Entries from a point annotation set
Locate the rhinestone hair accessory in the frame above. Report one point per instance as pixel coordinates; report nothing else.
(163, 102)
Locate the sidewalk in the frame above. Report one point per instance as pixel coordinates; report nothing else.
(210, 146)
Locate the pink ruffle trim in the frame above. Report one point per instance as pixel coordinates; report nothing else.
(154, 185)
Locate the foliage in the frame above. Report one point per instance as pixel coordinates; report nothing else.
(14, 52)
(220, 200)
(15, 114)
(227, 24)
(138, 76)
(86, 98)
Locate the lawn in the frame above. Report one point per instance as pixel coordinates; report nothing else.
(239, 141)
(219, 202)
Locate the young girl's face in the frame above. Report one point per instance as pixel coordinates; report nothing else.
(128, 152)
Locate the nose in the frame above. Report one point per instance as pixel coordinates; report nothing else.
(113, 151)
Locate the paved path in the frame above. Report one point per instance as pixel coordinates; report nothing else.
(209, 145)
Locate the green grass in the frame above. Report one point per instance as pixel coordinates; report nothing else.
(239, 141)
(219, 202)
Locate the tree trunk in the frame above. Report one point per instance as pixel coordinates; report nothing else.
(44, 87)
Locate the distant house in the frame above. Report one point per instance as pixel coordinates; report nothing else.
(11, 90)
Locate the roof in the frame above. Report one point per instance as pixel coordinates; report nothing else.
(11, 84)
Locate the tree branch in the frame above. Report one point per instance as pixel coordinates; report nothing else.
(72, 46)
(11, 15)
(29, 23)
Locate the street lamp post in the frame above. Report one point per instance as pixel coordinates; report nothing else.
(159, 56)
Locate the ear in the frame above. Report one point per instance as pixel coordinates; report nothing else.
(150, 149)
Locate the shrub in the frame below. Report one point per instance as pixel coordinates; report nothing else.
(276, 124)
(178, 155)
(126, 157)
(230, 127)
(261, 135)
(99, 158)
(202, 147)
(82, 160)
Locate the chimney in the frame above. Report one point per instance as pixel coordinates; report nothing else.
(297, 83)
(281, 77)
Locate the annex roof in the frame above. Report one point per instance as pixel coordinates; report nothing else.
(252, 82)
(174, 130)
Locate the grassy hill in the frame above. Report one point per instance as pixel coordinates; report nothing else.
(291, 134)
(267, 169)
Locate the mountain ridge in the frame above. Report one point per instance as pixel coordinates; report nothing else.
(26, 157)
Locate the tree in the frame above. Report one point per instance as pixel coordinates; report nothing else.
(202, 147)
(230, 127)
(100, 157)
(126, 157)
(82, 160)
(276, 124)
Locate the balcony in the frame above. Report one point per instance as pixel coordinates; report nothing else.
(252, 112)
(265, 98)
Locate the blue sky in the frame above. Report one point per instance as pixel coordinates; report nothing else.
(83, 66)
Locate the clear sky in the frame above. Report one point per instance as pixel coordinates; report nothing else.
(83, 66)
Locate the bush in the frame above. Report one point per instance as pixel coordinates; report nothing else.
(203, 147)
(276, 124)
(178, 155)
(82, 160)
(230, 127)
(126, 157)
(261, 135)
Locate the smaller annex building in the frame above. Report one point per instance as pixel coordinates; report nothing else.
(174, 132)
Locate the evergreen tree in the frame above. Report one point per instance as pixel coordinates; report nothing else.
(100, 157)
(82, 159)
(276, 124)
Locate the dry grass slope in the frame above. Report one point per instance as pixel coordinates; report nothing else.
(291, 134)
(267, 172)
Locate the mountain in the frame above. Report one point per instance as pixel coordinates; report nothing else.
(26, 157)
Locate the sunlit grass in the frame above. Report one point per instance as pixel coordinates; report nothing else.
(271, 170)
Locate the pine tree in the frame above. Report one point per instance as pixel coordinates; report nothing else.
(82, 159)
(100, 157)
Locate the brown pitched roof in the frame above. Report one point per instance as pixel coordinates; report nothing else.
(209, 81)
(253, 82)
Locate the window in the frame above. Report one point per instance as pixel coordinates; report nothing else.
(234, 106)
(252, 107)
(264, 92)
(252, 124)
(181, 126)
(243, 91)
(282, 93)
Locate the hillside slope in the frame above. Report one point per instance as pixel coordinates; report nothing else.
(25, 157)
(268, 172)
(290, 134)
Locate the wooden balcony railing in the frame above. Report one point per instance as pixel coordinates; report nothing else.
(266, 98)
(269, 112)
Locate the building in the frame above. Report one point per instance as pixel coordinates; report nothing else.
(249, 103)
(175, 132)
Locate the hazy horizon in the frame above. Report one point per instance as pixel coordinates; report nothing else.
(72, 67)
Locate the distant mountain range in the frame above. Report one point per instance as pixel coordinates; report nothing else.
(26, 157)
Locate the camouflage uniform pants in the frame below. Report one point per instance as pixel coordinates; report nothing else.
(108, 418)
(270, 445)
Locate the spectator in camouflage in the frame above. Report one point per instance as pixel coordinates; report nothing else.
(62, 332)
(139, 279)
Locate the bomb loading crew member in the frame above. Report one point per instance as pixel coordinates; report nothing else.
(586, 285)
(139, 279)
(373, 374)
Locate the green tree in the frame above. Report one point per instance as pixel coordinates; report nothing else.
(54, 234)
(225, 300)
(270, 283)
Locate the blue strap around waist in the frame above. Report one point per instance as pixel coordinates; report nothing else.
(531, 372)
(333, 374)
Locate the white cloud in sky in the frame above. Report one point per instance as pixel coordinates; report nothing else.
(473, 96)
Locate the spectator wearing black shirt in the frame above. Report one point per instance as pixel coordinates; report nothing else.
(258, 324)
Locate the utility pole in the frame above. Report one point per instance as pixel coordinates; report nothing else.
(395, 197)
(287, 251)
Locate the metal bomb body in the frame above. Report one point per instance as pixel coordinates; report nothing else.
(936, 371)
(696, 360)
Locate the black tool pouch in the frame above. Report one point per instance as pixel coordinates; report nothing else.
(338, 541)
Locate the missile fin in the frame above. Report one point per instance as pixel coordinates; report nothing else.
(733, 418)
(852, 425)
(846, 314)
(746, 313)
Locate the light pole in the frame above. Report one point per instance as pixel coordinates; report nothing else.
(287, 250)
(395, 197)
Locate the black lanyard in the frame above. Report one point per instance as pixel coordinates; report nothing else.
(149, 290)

*PROBLEM TO WORK ON*:
Only the lines from the one that contains "Locate the metal" through the last line should be repeated, each exactly as it stands, with both ends included.

*EXERCISE SOLUTION*:
Locate the metal bomb body in the frame above. Report one point per instance as pixel coordinates; report nothing else.
(936, 371)
(696, 360)
Locate the black tool pouch in the frame above. Report one point per instance as pixel coordinates; report nothing else.
(338, 541)
Locate the missile fin in the frame above. Report one point per instance as pixel coordinates; report nothing else.
(733, 418)
(852, 425)
(846, 314)
(746, 313)
Locate the light pole in the frame above. Report one point per instance as pixel coordinates; report nothing else.
(287, 250)
(395, 197)
Locate the black lanyard in the frame above. Report one point per instance as pixel coordinates; report nothing else.
(149, 290)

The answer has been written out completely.